» Exercise instructions:
Reproduce each of the following entries line for line, with no changes of any kind.

» Data for this exercise:
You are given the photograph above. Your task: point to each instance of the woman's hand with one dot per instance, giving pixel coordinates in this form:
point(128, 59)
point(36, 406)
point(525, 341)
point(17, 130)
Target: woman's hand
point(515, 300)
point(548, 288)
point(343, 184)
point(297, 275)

» Solution for this problem:
You are given the photograph above. Your task: point to each instance of the woman's hand with one dot per instance, giving pixel coordinates in this form:
point(128, 59)
point(36, 406)
point(525, 341)
point(17, 130)
Target: woman's hand
point(515, 300)
point(548, 288)
point(343, 184)
point(297, 275)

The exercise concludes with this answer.